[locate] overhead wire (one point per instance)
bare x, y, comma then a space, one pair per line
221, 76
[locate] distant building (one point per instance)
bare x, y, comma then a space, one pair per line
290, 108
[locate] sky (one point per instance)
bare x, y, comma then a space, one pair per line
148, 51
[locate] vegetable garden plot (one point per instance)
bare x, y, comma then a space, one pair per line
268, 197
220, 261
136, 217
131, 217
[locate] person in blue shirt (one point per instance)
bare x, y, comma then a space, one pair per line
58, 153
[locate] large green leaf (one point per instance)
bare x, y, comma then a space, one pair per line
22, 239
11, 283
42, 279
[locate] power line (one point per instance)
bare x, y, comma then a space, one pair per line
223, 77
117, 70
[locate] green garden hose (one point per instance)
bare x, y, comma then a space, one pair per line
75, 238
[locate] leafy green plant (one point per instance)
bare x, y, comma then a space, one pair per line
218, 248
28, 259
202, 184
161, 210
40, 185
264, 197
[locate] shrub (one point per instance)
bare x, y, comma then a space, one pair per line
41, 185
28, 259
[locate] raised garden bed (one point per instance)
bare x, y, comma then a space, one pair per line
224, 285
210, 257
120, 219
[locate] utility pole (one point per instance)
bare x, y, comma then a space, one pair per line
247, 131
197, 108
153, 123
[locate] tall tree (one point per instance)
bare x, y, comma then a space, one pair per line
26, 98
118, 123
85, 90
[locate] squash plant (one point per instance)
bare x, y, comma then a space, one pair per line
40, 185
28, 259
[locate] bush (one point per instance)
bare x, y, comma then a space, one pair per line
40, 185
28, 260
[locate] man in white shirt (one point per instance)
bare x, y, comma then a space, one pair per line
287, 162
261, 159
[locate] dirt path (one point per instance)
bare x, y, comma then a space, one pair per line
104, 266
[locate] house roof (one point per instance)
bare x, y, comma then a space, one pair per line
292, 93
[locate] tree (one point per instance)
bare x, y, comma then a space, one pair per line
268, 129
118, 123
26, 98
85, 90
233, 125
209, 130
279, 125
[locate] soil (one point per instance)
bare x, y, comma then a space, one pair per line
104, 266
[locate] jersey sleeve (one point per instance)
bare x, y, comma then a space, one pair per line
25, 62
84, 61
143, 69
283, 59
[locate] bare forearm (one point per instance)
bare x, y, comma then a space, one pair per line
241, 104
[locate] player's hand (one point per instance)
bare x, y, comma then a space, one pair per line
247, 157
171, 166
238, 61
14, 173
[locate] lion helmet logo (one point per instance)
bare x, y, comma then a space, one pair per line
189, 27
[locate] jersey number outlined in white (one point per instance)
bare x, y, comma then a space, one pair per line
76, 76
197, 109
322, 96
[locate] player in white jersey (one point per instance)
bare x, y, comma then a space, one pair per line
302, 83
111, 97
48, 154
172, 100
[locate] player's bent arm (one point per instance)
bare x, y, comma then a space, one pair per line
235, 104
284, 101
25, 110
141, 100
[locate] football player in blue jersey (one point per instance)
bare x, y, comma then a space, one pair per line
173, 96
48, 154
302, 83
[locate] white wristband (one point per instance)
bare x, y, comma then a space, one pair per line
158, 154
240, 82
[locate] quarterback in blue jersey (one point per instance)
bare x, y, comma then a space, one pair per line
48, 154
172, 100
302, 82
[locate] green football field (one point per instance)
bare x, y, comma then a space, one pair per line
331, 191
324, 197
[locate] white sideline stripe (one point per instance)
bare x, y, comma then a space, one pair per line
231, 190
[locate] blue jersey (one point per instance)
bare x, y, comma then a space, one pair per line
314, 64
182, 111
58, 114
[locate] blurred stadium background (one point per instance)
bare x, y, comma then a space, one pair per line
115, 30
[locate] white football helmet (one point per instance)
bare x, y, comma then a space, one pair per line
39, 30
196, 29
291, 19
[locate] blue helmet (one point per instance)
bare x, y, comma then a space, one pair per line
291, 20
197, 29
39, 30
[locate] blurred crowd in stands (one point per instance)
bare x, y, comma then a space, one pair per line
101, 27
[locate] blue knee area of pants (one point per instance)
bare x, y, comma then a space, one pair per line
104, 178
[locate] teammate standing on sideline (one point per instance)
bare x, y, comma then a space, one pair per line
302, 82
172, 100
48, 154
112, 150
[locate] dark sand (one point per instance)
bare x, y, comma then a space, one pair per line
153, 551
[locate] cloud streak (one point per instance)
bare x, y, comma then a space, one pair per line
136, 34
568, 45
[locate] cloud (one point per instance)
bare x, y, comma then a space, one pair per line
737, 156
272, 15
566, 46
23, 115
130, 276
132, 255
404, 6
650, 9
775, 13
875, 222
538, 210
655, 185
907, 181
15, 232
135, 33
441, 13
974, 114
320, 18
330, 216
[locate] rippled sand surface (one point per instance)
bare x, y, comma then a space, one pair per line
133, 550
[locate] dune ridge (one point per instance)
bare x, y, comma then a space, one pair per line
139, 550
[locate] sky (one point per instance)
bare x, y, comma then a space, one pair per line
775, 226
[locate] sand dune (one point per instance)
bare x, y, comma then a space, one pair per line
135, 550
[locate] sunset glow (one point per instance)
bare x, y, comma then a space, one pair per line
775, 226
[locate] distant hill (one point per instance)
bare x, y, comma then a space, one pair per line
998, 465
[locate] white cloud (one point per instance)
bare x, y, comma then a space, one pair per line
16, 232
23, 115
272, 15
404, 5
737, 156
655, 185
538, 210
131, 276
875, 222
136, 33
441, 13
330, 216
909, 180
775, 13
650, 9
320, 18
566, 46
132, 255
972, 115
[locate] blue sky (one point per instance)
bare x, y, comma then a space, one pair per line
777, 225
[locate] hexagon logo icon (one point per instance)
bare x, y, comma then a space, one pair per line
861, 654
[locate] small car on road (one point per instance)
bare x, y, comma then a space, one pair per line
==========
* What to do *
Your task is to repeat every line exactly.

* Finished task *
[locate] overhead wire (one point per instance)
bare x, y, comma then a space, one pair per line
221, 76
[locate] distant building (one point per instance)
bare x, y, comma then a space, one pair per line
290, 108
[locate] sky (one point per instance)
bare x, y, comma then a space, one pair per line
148, 51
[locate] vegetable garden plot (one point per instance)
bare x, y, comma then a space, one pair per line
268, 197
220, 261
136, 217
131, 217
[locate] person in blue shirt (one point per instance)
bare x, y, comma then a space, one pair per line
58, 153
[locate] large green leaf (one point per instance)
bare x, y, comma then a space, one pair per line
22, 239
11, 283
42, 279
[locate] power line (one point per instance)
bare x, y, comma then a space, one pair per line
223, 77
117, 70
[locate] green garden hose (one point per instance)
bare x, y, comma then a space, one pair per line
75, 238
[locate] leafy green plant (one point per instance)
bare x, y, comma then a space, one pair per line
218, 248
28, 259
202, 184
161, 210
40, 185
264, 197
[locate] shrub (one point per instance)
bare x, y, comma then a space, one pair per line
41, 185
28, 259
[locate] raised garden bed (one point per instance)
bare x, y, comma then a space, one pair per line
224, 285
210, 257
120, 219
[locate] utility pole (one point per instance)
bare x, y, comma then a space, one pair per line
247, 131
197, 108
153, 123
[locate] tall tree (one point per instance)
bare x, y, comma then a space, one pair per line
26, 98
118, 123
85, 90
[locate] squash plant (one point per instance)
bare x, y, comma then a space, one pair per line
40, 185
28, 259
[locate] bush (one point per instance)
bare x, y, comma then a space, one pair per line
40, 185
28, 260
[locate] man in white shirt (one point per instance)
bare x, y, comma then a space, one pair per line
287, 162
261, 159
[locate] dirt path (one point per instance)
bare x, y, comma then a space, one pair per line
104, 266
[locate] house roof (one point per instance)
bare x, y, comma then a space, one pair per line
292, 93
[locate] tree (one point per instance)
bare x, y, comma then a space, one pair per line
268, 129
118, 123
26, 98
85, 90
233, 125
209, 130
279, 125
[locate] soil (one point per instance)
bare x, y, comma then a space, one pair per line
104, 266
[locate] jersey sleeve (one point per instance)
bare x, y, comma then a space, one pair per line
25, 62
84, 61
143, 69
283, 59
[locate] bare forearm (one point per instance)
bare x, y, comma then a space, one pair per line
241, 104
[locate] player's hand (one point per instance)
bare x, y, comma then a space, one pair per line
247, 157
171, 166
238, 61
14, 173
[locate] lion helmet logo (one point per instance)
bare x, y, comma then a space, one pair per line
189, 27
[locate] jersey number outlined in white (one point per instance)
bare x, y, comma then a space, one pair per line
76, 76
197, 109
322, 96
[locate] player in white jersey (one point per instance)
bare x, y, comma then a space, one pair per line
302, 83
111, 97
48, 154
172, 100
[locate] player's bent arm (one point per instance)
bare x, y, comma then a space, one pair per line
235, 104
284, 101
25, 110
141, 100
[locate] football player in blue jersey (one point per instance)
bare x, y, comma then a space, one pair per line
173, 96
48, 154
302, 83
[locate] white wristband (one point per instance)
bare x, y, comma then a space, one pair per line
158, 154
240, 82
[locate] quarterback in blue jersey (one point per instance)
bare x, y, comma then a space, one pair per line
48, 154
172, 100
302, 82
[locate] green football field (one point per instance)
bare x, y, comma then a space, one pair per line
331, 191
324, 197
[locate] white sideline stripe (one point per instance)
bare x, y, comma then a space, one pair per line
231, 190
[locate] blue jersey (one point per instance)
bare x, y, comma then a space, one pair per line
314, 64
182, 111
58, 114
[locate] blurred stadium background (one point per instance)
bare x, y, comma then a space, one pair per line
115, 30
[locate] white football helmet (one point per instance)
bare x, y, comma then a space, one pair per line
39, 30
196, 29
291, 19
[locate] blue helmet (one point per instance)
bare x, y, comma then a space, one pair per line
291, 20
197, 29
39, 30
[locate] blurred crowd in stands (one point per instance)
bare x, y, comma then a space, one pair per line
101, 27
[locate] blue knee area of pants (one point per instance)
bare x, y, comma then a space, one pair per line
104, 178
[locate] teammate standing on sideline (one point per instance)
bare x, y, comma then a space, one pair per line
302, 82
172, 100
48, 154
112, 150
[locate] dark sand (one point per instance)
bare x, y, comma then a space, one pair per line
153, 551
[locate] cloud streak (one point per instance)
bare x, y, comma then a space, one pair per line
136, 34
568, 45
[locate] cloud (one point per instance)
bare x, y, comma then a space, one pair per line
737, 156
272, 15
566, 46
23, 115
130, 276
132, 255
404, 6
650, 9
775, 13
875, 222
538, 210
655, 185
907, 181
15, 232
135, 33
441, 13
974, 114
320, 18
330, 216
[locate] rippled sand surface (one point per instance)
bare x, y, comma then a space, one pair per line
133, 550
[locate] dune ridge (one point per instance)
bare x, y, comma then a space, one pair per line
139, 550
[locate] sky (one point per instance)
bare x, y, comma then a space, one pair per line
775, 226
[locate] sand dune (one point per instance)
bare x, y, comma then a space, one pair per line
135, 550
[locate] sunset glow (one point per instance)
bare x, y, comma then a space, one pair per line
775, 226
[locate] distant hill (one point per instance)
bare x, y, comma then a space, one pair per line
998, 465
[locate] white cloud (one point per instance)
bare x, y, comma then a space, one pair per line
16, 232
23, 115
272, 15
404, 5
737, 156
655, 185
538, 210
131, 276
875, 222
136, 33
441, 13
330, 216
909, 180
775, 13
650, 9
320, 18
566, 46
132, 255
972, 115
[locate] blue sky (one point per instance)
bare x, y, comma then a space, one pair per line
777, 225
[locate] hexagon logo icon (one point per instance)
bare x, y, comma then a space, one pair per line
861, 654
[locate] small car on road (one point per instance)
bare x, y, comma then a space, one pair per line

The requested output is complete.